(GIVEN RECORDS)
%%

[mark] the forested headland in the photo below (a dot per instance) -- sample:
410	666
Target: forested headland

%%
%%

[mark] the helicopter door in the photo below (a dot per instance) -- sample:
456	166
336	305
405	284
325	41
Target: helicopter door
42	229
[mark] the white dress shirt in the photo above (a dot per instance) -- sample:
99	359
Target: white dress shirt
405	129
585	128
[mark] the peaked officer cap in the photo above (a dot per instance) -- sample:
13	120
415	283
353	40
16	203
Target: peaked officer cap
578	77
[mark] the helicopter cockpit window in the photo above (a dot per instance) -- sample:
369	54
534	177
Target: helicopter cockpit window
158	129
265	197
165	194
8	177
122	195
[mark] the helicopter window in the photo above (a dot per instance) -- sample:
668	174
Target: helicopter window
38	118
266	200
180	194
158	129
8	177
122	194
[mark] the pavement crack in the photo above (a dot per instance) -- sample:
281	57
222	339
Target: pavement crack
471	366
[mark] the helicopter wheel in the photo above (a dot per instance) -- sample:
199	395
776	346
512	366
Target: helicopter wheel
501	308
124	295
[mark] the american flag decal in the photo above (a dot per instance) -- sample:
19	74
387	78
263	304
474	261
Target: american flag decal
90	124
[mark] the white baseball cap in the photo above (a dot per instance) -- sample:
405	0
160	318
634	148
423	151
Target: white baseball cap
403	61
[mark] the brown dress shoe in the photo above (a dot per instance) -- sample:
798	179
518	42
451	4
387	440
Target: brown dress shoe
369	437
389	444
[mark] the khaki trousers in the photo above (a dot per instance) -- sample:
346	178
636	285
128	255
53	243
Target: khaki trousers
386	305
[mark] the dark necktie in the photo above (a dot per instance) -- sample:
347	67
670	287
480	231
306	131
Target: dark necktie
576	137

%%
%%

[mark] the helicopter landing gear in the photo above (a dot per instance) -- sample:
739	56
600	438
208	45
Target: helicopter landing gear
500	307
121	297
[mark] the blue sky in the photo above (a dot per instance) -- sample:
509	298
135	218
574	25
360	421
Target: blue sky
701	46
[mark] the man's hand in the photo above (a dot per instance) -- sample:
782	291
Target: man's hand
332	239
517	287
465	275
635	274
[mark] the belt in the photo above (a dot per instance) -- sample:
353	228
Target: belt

%%

Return a copy of each line of the material that holds the word "belt".

[mark] the belt in the photo above (a dot per instance) -- sample:
Target: belt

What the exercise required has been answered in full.